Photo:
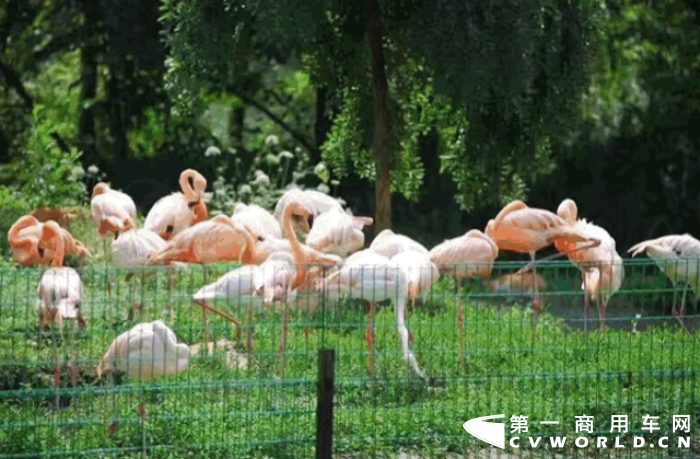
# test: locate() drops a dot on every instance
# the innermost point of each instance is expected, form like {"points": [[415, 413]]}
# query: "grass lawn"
{"points": [[231, 405]]}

•••

▶ [DESCRIPTION OF THE TASK] Copy out every line above without change, dropping the pictures.

▶ [ANSWER FOR THIS EXERCISE]
Photo:
# test: locate() drops a dot on every instance
# the innermost point of each instance is expected, form like {"points": [[415, 413]]}
# query: "grass lawn"
{"points": [[231, 405]]}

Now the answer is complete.